> [Task requirements]
Swap "man" for "person" in the rows from the line with "Target: man in blue jacket" through the end of the rows, and give those lines again with nothing else changed.

> [Rows]
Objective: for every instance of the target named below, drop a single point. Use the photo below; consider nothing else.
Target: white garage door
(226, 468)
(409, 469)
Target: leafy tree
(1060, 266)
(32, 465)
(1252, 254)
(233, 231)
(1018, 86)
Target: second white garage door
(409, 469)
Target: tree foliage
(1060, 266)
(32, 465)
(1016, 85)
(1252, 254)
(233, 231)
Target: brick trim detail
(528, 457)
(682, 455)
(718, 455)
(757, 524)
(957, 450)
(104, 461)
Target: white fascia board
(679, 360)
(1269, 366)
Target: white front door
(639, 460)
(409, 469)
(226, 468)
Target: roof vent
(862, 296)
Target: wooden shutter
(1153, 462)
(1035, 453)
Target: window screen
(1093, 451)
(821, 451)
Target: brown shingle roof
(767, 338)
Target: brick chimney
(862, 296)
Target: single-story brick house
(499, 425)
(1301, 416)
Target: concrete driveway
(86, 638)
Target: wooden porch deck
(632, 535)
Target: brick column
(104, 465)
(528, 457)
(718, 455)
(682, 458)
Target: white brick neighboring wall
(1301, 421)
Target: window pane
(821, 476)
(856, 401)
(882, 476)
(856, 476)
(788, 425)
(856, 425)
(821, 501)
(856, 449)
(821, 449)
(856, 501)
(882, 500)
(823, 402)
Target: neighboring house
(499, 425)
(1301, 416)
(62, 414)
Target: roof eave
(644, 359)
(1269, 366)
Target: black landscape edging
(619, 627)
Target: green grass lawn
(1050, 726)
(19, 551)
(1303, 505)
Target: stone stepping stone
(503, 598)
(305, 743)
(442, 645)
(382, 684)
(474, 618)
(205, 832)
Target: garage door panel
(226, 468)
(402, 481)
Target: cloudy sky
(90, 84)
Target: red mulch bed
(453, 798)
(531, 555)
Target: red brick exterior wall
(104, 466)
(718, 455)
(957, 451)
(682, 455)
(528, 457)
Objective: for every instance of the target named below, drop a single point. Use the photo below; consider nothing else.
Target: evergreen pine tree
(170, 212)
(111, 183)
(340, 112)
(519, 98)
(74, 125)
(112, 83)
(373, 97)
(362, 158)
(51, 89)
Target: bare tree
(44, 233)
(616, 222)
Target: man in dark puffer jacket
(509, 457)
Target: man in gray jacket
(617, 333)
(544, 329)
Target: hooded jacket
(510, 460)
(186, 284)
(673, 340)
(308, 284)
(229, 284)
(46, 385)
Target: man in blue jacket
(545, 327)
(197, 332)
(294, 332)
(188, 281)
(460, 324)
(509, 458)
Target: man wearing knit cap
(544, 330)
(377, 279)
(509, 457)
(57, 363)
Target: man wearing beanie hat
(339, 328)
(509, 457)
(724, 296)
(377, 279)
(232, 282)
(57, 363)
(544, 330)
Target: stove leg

> [Right answer]
Target: person in blue jacket
(545, 327)
(197, 332)
(294, 332)
(188, 281)
(460, 324)
(509, 458)
Target: person wearing knit cap
(544, 330)
(377, 279)
(509, 457)
(57, 363)
Target: person wearing beanie hat
(339, 328)
(509, 457)
(724, 296)
(377, 279)
(232, 282)
(57, 363)
(544, 330)
Target: stove leg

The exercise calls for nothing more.